THE TASK. Reproduce the lines beginning with the line containing "Now, the query is: bowl of soup" and continuing through the line containing "[102,248,441,264]", including every request. Scale each bounding-box coordinate in the answers by 1.4 and round to the nearest whole number, with halves rounded up.

Coordinate annotation entries.
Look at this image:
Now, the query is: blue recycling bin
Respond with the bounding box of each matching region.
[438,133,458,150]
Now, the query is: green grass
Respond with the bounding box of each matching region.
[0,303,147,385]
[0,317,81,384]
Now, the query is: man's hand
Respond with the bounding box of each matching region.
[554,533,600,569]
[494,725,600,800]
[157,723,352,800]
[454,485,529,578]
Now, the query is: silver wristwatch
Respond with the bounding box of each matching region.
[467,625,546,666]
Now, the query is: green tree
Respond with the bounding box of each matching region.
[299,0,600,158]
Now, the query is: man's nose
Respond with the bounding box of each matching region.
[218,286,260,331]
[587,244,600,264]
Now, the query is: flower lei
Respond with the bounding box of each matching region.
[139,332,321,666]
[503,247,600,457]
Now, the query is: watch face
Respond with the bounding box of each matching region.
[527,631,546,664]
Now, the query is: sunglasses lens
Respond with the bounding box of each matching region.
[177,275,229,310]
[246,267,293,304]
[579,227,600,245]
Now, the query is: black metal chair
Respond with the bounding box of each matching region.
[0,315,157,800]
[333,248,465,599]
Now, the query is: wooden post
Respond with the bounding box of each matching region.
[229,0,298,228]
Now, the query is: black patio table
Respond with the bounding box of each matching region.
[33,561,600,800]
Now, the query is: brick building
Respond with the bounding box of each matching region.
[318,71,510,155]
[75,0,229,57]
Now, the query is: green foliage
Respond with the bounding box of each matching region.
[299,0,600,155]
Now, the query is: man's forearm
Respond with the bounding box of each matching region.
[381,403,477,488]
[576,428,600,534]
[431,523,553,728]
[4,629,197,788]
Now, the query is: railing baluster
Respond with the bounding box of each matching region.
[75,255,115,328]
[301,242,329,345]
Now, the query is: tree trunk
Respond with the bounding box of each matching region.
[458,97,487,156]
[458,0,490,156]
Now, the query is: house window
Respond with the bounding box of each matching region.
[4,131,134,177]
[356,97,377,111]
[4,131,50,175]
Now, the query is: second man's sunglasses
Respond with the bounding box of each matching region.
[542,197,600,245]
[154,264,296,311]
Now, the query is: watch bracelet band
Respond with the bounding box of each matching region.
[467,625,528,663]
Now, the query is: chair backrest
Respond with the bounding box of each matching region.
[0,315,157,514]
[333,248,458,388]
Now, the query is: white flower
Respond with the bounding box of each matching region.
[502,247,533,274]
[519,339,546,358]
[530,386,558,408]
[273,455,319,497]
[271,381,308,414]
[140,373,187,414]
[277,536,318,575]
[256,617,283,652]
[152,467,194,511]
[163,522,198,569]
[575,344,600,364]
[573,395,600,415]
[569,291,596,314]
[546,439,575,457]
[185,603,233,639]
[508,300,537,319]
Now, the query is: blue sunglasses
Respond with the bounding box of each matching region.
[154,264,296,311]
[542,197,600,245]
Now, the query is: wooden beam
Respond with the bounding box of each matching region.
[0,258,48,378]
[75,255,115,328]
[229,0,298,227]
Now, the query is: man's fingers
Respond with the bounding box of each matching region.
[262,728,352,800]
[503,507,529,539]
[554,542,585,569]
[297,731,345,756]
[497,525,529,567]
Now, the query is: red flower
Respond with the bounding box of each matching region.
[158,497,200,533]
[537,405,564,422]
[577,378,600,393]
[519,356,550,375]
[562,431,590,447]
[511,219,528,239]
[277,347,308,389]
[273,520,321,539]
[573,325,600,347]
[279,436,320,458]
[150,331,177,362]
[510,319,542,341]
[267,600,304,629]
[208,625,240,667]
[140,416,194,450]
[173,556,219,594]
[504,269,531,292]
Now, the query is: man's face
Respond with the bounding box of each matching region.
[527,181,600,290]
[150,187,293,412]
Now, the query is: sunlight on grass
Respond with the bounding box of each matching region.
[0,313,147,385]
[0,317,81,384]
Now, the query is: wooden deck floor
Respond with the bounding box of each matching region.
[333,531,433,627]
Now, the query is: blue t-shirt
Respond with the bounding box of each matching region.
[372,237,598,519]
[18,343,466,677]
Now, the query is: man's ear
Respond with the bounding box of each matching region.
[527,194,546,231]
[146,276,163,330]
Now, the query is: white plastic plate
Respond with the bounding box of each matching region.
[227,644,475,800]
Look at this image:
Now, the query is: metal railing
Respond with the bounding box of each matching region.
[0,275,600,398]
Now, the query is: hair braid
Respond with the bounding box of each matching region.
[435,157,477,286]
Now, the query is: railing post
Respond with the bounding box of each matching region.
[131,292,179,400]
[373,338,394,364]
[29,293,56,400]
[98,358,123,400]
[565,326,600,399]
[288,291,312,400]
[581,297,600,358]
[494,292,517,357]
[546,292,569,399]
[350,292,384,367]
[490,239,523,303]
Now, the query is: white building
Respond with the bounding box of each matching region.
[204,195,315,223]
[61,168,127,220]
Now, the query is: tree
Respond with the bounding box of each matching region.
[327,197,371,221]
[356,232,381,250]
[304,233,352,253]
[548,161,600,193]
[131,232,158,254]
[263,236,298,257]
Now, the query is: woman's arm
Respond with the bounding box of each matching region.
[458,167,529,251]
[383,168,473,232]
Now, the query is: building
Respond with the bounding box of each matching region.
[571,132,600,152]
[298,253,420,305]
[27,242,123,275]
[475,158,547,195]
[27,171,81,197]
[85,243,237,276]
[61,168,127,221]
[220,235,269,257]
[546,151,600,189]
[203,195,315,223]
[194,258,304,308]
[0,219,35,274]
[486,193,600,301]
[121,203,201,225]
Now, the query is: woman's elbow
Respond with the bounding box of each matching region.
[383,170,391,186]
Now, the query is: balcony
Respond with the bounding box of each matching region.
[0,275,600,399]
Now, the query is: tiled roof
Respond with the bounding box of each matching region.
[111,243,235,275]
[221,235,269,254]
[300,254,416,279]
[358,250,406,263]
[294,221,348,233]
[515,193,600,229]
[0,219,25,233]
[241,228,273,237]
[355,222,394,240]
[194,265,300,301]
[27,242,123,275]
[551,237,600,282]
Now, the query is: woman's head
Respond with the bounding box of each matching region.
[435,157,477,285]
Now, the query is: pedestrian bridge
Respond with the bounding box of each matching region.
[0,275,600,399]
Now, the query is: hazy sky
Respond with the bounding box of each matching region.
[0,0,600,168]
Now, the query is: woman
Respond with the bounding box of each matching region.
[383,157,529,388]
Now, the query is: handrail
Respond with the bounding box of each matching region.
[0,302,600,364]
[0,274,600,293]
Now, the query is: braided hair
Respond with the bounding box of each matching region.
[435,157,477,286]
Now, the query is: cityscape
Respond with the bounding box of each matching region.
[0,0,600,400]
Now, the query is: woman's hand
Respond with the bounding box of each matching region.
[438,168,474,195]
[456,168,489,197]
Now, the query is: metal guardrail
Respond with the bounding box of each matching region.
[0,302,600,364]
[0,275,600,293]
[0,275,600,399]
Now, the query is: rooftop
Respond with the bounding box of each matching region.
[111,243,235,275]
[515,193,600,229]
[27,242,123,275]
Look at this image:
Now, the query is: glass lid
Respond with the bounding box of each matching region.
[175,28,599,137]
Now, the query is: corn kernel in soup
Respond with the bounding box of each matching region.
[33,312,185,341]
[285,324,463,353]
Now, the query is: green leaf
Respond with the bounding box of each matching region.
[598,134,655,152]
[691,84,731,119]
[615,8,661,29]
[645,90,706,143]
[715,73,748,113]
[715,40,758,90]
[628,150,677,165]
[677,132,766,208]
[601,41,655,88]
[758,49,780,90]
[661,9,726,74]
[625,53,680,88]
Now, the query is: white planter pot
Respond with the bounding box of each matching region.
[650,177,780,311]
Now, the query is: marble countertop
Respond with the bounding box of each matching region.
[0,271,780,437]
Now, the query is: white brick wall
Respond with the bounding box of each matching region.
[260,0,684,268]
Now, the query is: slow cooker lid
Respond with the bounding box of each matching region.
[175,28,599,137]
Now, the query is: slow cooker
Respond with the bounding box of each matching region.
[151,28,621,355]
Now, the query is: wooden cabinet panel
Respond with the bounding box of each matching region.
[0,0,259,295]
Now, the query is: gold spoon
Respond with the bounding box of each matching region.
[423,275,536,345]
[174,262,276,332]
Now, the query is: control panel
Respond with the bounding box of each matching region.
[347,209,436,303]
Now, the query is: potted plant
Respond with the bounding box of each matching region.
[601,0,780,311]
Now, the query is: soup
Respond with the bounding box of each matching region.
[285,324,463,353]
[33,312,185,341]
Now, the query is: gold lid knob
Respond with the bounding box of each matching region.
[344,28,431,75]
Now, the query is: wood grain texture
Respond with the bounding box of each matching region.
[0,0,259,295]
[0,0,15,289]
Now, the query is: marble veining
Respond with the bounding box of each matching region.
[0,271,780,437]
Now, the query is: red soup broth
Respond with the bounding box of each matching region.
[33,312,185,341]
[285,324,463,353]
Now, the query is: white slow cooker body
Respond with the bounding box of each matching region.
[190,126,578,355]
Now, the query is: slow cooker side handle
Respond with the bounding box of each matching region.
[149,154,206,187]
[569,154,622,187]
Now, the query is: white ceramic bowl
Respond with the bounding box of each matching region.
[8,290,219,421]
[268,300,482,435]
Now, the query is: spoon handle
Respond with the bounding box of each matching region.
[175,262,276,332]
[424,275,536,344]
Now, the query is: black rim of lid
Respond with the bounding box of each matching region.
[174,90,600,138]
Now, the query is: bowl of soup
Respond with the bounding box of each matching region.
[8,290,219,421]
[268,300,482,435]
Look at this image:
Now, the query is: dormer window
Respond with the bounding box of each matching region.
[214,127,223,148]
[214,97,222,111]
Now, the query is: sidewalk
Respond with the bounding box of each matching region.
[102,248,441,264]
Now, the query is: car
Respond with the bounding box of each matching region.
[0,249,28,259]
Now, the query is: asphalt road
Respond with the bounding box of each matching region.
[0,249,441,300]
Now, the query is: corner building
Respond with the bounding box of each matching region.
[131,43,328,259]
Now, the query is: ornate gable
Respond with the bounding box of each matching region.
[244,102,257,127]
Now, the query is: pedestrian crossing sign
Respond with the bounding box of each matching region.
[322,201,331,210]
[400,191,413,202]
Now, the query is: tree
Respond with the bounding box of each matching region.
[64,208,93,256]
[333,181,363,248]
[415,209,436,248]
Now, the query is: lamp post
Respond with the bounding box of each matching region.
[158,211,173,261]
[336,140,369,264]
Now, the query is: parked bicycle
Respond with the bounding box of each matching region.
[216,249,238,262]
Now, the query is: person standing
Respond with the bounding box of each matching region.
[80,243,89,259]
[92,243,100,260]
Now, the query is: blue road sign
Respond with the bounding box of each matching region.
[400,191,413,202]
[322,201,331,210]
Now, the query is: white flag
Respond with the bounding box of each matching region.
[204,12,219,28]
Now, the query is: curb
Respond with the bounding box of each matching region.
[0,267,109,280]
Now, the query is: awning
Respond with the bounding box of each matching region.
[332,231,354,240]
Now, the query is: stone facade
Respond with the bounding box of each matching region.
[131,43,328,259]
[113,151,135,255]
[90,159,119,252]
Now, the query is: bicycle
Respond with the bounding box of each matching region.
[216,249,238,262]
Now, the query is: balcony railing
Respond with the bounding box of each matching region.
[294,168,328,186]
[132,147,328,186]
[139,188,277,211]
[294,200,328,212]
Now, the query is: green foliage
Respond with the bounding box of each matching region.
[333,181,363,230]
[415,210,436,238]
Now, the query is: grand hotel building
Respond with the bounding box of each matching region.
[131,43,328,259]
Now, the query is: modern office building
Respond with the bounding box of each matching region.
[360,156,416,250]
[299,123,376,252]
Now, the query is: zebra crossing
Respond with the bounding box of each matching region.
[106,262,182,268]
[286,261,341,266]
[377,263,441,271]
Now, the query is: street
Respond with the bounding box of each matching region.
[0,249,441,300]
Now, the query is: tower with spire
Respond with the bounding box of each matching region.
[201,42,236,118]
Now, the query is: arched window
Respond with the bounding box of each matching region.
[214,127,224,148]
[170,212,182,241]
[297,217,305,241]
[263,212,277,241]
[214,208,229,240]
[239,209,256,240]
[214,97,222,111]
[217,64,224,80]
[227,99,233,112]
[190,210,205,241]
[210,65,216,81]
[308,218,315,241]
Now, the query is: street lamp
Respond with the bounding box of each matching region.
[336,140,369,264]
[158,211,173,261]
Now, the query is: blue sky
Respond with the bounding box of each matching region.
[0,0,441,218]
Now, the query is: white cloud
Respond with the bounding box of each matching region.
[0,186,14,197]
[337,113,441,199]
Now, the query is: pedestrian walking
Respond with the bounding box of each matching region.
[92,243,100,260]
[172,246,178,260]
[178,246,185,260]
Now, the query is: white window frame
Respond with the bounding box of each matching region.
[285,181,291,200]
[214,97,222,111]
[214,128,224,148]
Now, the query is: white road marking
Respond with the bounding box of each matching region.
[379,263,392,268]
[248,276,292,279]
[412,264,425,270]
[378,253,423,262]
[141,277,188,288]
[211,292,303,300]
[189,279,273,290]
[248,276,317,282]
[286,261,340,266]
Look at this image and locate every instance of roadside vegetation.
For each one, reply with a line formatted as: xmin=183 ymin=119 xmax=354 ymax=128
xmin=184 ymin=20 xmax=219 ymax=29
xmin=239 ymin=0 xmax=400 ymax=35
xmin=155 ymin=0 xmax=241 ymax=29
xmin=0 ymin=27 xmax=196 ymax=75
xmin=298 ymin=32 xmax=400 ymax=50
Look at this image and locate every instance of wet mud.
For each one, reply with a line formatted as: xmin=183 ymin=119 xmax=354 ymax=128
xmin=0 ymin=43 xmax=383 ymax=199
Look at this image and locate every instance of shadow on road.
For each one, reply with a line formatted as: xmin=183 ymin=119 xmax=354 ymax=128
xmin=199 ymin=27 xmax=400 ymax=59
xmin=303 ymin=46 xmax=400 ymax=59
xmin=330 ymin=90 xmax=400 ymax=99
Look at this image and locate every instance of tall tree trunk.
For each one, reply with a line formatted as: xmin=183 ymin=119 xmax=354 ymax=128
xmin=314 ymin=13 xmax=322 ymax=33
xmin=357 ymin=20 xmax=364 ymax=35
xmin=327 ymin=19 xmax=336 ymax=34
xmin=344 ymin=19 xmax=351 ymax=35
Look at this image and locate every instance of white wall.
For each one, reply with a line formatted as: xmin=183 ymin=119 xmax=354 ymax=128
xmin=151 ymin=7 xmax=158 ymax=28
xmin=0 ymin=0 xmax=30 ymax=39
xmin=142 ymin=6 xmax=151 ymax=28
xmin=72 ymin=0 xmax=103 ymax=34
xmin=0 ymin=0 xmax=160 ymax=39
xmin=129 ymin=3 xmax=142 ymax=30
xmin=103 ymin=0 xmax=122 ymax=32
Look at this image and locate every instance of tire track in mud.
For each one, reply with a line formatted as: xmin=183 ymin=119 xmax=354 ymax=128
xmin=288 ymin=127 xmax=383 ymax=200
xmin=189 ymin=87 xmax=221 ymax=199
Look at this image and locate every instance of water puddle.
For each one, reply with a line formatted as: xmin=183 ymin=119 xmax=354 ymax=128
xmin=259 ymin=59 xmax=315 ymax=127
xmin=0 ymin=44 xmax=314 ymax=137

WRITTEN ANSWER.
Now, the query is: bowl of soup
Respond with the bounding box of each matching region.
[11,406,307,589]
[375,420,675,609]
Look at this image:
Now, the query is: dormer window
Respond with the bounding box of each matching region.
[300,178,312,207]
[300,136,311,155]
Now, the query is: sidewalk
Respond with the bounding box of each matching region.
[143,347,617,370]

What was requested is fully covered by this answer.